(The input):

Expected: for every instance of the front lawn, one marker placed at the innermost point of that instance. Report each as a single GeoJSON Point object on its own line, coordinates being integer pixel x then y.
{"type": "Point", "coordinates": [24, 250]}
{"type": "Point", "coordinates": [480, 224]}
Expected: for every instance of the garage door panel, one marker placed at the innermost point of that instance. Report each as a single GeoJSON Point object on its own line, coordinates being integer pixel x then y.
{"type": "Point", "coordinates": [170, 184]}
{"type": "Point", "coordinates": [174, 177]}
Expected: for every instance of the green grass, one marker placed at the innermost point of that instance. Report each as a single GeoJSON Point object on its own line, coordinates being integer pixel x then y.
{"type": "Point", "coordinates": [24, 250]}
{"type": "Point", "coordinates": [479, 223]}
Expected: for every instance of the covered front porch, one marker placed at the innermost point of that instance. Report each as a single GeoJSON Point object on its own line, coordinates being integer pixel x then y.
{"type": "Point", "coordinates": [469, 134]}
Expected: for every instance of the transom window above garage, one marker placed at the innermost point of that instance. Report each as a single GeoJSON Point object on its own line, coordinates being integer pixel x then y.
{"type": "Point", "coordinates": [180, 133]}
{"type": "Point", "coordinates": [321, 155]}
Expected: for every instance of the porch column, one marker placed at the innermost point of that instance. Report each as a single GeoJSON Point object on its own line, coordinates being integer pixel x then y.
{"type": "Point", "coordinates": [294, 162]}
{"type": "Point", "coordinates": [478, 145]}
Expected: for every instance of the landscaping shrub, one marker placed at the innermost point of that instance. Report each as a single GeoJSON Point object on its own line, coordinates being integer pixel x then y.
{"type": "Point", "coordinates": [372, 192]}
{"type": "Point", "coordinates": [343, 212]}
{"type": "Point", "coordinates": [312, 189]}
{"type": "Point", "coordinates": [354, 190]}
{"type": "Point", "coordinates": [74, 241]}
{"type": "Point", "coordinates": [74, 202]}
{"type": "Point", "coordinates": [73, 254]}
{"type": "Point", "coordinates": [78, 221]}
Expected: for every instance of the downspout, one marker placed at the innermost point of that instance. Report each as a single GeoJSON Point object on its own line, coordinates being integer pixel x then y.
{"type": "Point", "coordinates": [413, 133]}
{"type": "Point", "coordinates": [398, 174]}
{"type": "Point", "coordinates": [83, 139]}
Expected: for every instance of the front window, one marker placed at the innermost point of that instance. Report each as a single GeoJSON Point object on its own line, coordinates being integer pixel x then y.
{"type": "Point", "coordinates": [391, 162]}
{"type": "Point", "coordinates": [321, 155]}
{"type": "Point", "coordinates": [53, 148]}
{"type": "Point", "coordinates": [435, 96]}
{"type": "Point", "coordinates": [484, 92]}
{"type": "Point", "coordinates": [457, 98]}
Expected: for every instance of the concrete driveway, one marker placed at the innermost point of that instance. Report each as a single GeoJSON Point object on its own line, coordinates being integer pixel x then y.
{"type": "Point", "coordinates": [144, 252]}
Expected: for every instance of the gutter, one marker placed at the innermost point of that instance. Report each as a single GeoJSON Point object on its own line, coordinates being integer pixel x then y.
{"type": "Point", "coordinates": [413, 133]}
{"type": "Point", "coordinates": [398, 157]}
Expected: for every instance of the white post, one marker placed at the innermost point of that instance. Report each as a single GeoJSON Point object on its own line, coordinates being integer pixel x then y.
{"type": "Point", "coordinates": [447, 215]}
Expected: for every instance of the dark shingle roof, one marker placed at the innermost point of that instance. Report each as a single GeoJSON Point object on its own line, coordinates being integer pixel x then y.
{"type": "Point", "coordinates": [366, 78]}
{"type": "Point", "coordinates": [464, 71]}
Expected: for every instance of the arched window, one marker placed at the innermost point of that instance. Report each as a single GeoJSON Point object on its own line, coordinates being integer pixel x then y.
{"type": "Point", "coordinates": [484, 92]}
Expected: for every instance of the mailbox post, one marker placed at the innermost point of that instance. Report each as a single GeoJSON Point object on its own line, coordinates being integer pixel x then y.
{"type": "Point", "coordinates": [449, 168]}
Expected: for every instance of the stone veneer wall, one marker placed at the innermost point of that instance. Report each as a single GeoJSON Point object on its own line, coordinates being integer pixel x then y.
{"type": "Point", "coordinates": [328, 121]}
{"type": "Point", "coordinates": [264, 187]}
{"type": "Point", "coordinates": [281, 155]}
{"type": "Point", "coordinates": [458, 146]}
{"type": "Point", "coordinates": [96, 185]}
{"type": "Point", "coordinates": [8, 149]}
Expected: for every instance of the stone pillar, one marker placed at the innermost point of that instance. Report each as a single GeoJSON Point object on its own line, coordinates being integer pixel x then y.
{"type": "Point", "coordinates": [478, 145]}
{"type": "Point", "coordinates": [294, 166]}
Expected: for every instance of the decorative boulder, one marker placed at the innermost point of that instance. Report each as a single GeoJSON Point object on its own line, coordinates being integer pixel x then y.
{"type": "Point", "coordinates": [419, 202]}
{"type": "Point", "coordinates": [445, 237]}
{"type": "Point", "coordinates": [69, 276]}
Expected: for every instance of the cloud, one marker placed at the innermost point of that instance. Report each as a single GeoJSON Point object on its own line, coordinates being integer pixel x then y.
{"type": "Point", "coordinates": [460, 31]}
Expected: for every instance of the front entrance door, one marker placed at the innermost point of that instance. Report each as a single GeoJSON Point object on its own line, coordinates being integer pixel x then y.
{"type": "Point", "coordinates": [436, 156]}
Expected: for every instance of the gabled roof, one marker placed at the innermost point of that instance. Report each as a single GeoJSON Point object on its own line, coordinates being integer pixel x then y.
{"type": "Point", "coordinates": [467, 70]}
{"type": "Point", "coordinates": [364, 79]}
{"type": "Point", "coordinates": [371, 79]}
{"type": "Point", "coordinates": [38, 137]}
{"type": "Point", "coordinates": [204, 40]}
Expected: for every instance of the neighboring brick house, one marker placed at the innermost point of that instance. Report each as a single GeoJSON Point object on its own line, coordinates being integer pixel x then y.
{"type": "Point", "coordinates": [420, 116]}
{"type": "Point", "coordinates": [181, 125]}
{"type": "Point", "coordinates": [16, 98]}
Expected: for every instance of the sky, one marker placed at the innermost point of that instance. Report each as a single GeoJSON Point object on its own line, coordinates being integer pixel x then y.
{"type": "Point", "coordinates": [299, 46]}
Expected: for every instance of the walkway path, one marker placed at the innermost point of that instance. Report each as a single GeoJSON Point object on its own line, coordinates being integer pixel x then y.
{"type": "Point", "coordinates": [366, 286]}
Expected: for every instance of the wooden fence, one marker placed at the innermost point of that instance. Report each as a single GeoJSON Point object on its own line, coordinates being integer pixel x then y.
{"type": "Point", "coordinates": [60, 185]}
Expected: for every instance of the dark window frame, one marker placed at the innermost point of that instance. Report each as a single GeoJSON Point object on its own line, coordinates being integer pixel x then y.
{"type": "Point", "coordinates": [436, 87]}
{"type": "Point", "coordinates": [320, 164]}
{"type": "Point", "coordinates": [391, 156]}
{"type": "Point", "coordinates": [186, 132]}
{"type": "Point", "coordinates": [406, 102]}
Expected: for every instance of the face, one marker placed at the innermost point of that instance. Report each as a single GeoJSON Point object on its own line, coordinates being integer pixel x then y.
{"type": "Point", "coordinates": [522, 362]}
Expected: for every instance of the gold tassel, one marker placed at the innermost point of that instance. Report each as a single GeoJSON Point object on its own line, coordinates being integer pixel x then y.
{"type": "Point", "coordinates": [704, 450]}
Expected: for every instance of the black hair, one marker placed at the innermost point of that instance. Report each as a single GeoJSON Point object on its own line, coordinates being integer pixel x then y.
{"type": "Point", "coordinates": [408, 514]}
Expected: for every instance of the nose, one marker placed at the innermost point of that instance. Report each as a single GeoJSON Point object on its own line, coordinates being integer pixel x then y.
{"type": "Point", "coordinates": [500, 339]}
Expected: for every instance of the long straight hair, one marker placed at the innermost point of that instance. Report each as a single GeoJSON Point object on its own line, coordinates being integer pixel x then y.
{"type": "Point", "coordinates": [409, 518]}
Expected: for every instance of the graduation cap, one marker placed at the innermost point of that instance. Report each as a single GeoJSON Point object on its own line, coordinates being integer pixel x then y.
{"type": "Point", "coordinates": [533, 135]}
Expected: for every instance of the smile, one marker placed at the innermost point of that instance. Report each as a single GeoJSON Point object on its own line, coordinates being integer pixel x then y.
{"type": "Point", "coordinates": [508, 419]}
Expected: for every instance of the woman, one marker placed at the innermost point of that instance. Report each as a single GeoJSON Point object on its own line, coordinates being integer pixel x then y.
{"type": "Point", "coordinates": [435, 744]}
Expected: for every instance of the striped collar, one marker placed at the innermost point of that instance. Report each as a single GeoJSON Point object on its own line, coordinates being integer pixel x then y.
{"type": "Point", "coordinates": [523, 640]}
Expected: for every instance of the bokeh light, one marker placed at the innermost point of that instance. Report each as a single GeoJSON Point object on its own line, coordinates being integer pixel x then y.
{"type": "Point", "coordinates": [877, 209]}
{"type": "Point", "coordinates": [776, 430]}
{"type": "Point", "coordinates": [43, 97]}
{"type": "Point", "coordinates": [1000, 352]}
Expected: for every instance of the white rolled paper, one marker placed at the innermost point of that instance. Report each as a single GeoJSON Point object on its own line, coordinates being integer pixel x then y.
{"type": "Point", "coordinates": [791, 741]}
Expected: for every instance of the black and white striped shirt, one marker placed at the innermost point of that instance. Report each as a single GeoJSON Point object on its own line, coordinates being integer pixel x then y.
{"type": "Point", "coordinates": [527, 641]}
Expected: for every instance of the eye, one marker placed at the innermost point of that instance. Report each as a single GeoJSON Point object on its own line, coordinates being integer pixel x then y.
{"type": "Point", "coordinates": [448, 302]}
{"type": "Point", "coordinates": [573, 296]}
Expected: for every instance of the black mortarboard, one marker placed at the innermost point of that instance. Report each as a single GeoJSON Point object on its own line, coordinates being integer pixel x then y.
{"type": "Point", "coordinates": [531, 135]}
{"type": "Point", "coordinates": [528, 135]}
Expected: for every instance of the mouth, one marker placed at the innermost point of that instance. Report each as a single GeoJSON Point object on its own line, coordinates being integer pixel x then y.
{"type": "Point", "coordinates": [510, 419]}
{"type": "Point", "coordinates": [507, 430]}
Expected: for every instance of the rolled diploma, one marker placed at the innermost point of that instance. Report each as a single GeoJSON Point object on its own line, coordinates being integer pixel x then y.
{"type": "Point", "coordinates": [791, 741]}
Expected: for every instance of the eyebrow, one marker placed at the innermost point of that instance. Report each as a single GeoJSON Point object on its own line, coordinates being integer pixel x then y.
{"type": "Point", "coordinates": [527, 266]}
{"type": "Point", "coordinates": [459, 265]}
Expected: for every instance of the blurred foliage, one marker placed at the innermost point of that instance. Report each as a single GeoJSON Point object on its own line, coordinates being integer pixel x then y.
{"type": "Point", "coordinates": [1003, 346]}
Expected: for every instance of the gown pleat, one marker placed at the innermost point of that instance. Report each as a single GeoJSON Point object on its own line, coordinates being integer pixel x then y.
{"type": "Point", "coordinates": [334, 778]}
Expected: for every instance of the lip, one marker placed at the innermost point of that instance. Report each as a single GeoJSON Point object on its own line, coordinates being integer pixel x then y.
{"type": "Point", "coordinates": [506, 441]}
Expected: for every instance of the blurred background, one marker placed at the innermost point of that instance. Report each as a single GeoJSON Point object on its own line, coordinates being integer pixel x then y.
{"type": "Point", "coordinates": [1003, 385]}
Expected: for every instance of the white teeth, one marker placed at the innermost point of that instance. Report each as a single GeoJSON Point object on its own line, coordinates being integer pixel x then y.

(Exercise prompt): Find the line containing "Expected: for every instance of the lip, one", then output it and every line after it to the end of the data, exactly.

(Response to this task):
Expected: for every instance of the lip, one marker placed at the innermost point of that instance. Report each as a single GeoJSON Point object on its own line, coordinates being integer pixel x then y.
{"type": "Point", "coordinates": [506, 441]}
Expected: for every instance of the blurred background, one marker placed at the innermost point of that instance. Report each as a single GeoJSON Point object on its own line, coordinates being integer pixel x then y.
{"type": "Point", "coordinates": [1003, 385]}
Expected: for every instance of the white teeth, one marker placed at the innermost point of that instance. Report each as a single GeoJSON Point object on its own line, coordinates being integer pixel x then y.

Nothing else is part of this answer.